WORK INSTRUCTION:
Your copy of the lines below must match them exactly and contain no images.

BEGIN DATA PROVIDED

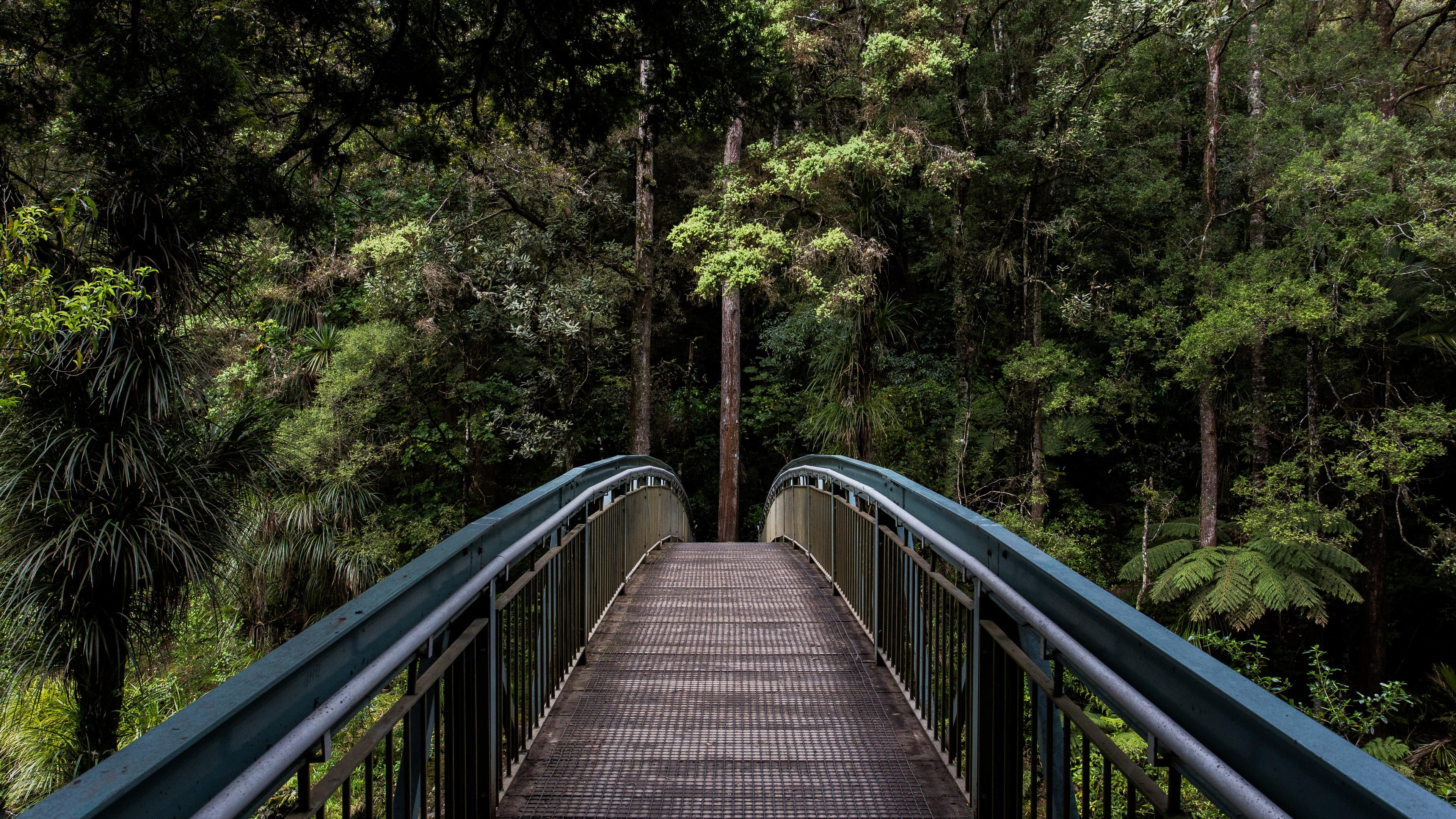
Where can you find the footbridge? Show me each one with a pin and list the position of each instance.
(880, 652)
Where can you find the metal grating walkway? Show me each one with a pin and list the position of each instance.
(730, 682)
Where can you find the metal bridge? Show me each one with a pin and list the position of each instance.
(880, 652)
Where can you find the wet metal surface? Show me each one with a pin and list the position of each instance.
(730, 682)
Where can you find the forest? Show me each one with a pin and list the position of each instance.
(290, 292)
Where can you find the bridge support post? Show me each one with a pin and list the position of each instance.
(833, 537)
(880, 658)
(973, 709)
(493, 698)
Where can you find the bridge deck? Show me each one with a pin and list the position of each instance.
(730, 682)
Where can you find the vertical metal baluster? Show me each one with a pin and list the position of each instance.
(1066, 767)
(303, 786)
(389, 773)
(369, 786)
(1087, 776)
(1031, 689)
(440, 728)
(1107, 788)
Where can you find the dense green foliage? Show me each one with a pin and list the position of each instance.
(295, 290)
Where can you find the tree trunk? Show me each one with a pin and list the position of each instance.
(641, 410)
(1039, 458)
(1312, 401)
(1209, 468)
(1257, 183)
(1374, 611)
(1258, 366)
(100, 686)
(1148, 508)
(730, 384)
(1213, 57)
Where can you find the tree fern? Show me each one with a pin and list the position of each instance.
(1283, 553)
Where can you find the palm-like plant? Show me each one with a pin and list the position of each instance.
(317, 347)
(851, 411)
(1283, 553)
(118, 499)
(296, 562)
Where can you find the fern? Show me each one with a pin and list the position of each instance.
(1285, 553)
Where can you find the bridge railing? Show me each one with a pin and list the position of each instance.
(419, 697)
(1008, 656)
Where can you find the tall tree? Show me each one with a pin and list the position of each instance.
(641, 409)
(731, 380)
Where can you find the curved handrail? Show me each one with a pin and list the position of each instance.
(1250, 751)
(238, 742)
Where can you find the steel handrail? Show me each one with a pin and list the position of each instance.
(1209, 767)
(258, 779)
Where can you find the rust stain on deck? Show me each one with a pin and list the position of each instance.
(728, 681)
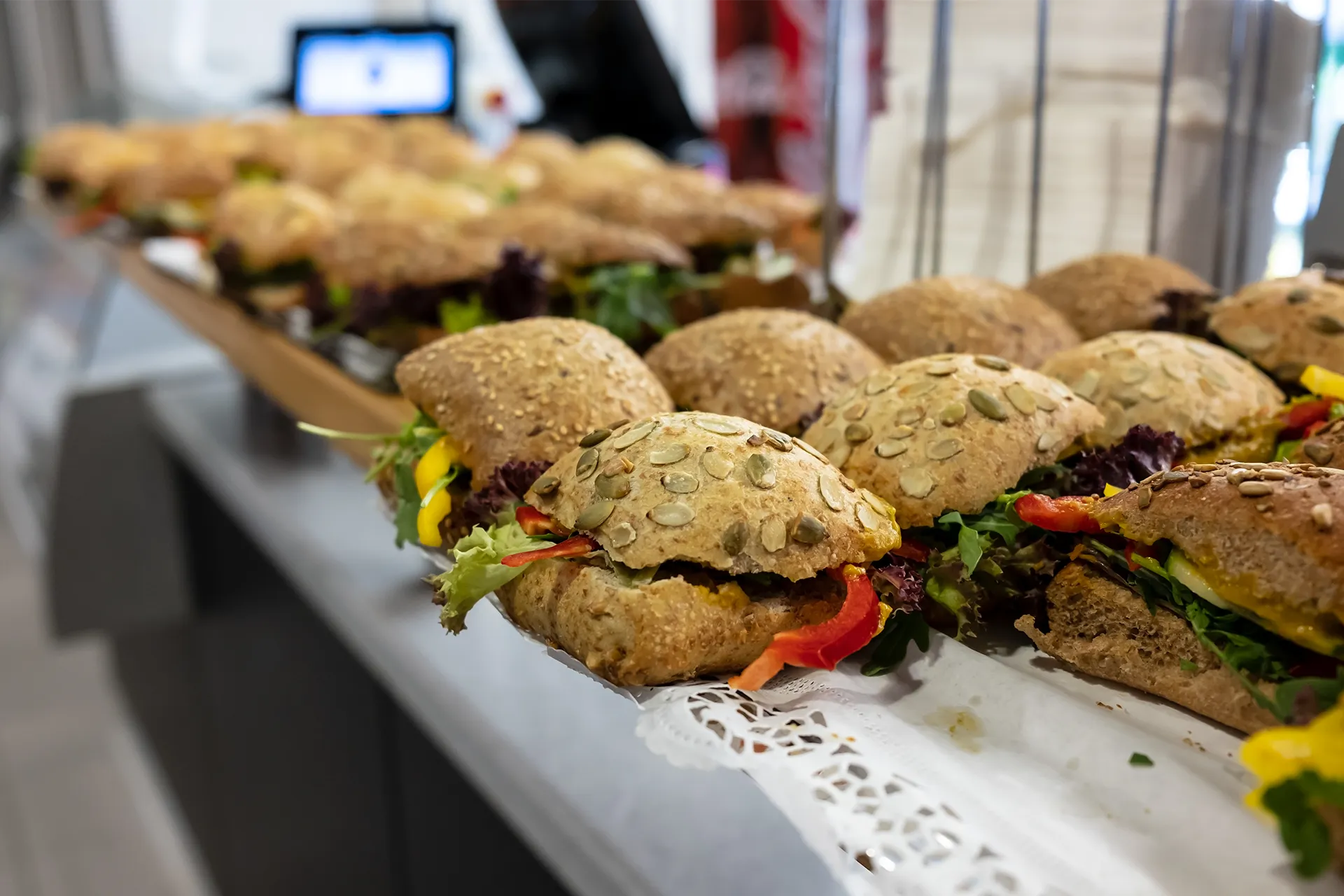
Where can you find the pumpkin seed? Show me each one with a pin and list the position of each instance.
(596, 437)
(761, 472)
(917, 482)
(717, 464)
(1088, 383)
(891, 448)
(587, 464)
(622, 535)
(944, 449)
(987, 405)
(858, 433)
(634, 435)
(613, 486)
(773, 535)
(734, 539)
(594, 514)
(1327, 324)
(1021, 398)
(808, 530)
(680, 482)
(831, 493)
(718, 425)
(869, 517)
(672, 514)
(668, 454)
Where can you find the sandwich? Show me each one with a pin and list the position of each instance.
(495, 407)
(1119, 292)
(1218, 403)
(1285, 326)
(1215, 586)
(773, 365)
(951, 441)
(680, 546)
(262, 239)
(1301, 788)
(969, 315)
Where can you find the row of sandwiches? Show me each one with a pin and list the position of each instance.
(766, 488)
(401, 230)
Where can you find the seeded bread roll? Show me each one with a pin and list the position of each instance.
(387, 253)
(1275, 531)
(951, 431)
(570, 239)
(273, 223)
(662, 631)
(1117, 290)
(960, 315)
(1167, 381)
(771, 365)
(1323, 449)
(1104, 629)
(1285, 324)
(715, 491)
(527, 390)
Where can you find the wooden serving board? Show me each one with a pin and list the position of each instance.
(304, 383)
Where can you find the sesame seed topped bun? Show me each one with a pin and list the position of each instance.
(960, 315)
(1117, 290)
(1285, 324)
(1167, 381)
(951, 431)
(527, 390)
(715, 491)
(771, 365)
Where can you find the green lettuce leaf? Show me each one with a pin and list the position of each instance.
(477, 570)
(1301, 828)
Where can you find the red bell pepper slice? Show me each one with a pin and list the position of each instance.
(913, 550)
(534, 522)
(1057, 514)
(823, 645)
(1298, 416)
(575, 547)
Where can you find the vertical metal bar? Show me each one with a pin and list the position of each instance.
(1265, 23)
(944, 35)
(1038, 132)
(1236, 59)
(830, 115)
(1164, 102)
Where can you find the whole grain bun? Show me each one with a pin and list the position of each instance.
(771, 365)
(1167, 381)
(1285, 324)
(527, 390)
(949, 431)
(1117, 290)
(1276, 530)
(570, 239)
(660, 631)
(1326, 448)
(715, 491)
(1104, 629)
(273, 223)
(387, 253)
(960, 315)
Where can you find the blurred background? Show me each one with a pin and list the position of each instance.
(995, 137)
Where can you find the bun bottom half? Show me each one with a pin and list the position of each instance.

END DATA PROVIDED

RESPONSE:
Where can you find the footbridge? Show me each one with a pin and list the position of each instance.
(880, 652)
Where can you find the metal grating walkway? Show me each one with a pin and list the position of each instance.
(730, 682)
Where can you find the metal bridge? Show me each one with a pin and list the position of each instance.
(880, 652)
Where can you find the wet metal surface? Show me each one with a pin and list the position of each instance.
(730, 682)
Where can you find the forest? Show me each one with a pin and list the position of each instance.
(290, 292)
Where can you find the bridge support post? Show me each one with a pin and list the position of each instance.
(833, 537)
(880, 658)
(973, 709)
(493, 698)
Where can you find the bridge deck? Show me each one with a pin and list the position of each instance.
(730, 682)
Where can you find the vertical metal baluster? Show me each one with a pin and list the position of each instance.
(1066, 767)
(303, 786)
(389, 773)
(369, 786)
(1087, 776)
(1031, 689)
(440, 728)
(1107, 788)
Where can you find the dense green foliage? Show me each one with a pin and list the position of each instance.
(295, 290)
Where can you find the tree trunk? Show me each one with a pin and list the position of each instance.
(641, 410)
(1039, 458)
(1312, 401)
(1209, 468)
(1257, 183)
(1374, 611)
(1258, 366)
(100, 686)
(1148, 508)
(730, 384)
(1213, 57)
Where can you find the tree fern? Show me each one with a pin and list the position of each instance.
(1283, 553)
Where can you find the palm-like plant? Show me each one with a pin and list the position of each instance.
(317, 347)
(851, 411)
(1283, 553)
(118, 499)
(296, 562)
Where can you find the fern? Show me each one with a pin and list the position of each instance.
(1285, 553)
Where can you find the bridge railing? Show me each one with a pin and list the position of each instance.
(419, 697)
(1008, 656)
Where can you find the tall tree? Show me each one with a pin and list the position of each instance.
(641, 409)
(731, 380)
Where can you find the curved handrail? Show me each one with a pin and list the position of each instance.
(1250, 751)
(238, 742)
Where can you find the steel handrail? Show me each one with a pin and list the position of each instance.
(1209, 767)
(258, 779)
Where can you find the rust stain on deck? Show me each one with a pin and list the position of each instance.
(728, 681)
Where can you find the pumpkin seed? Show me each one with a pin and list the position of each instance.
(596, 437)
(761, 472)
(917, 482)
(717, 464)
(1088, 383)
(891, 448)
(587, 464)
(622, 535)
(944, 449)
(987, 405)
(858, 433)
(634, 435)
(613, 486)
(773, 535)
(734, 539)
(594, 514)
(1327, 324)
(1021, 398)
(808, 530)
(680, 482)
(831, 493)
(718, 425)
(869, 517)
(672, 514)
(668, 454)
Where can you find the sandwich? Show me each one with a pin and list the position of each instance.
(495, 407)
(1119, 292)
(1218, 403)
(1285, 326)
(1215, 586)
(773, 365)
(951, 441)
(680, 546)
(262, 239)
(1301, 788)
(969, 315)
Where can you find the row of sandwiches? Show me each one with a pin and list the position of each instance.
(766, 488)
(401, 230)
Where can you find the seeded bread roll? Show me each one with a pin and list the position of each instance.
(387, 253)
(1275, 531)
(951, 431)
(570, 239)
(273, 223)
(662, 631)
(1117, 290)
(960, 315)
(1167, 381)
(771, 365)
(1323, 449)
(1104, 629)
(1285, 324)
(715, 491)
(527, 390)
Where can you find the wooden serving board? Show me each one with a pin and list the position of each instance.
(304, 383)
Where can you find the sesame seed topped bun? Show me each one with a pin and list the position of each instance.
(960, 315)
(1117, 290)
(1285, 324)
(1167, 381)
(951, 431)
(527, 390)
(715, 491)
(771, 365)
Where can you find the green lettuce leaf? Show me each one with a pin and list the position of each instance.
(477, 570)
(1301, 828)
Where can you find the red bell pepper slice? Show me each one with a pin and list the position of each instance.
(913, 550)
(534, 522)
(1057, 514)
(823, 645)
(1298, 416)
(575, 547)
Where can you find the vertical metal bar? Show me each one with a pin and list the position of each instance.
(1265, 23)
(944, 35)
(1038, 132)
(1236, 59)
(830, 115)
(1164, 102)
Where can you find the whole grain bun? Show me each one with a pin and list the position of each instance.
(771, 365)
(1167, 381)
(1285, 324)
(527, 390)
(949, 431)
(1117, 290)
(1276, 530)
(570, 239)
(660, 631)
(1326, 448)
(715, 491)
(1104, 629)
(273, 223)
(387, 253)
(960, 315)
Where can you find the blurred background? Show me each one with a pin and list the position of each instance.
(995, 137)
Where can you find the bun bottom half? Show me each one with a pin and list the position of each instance.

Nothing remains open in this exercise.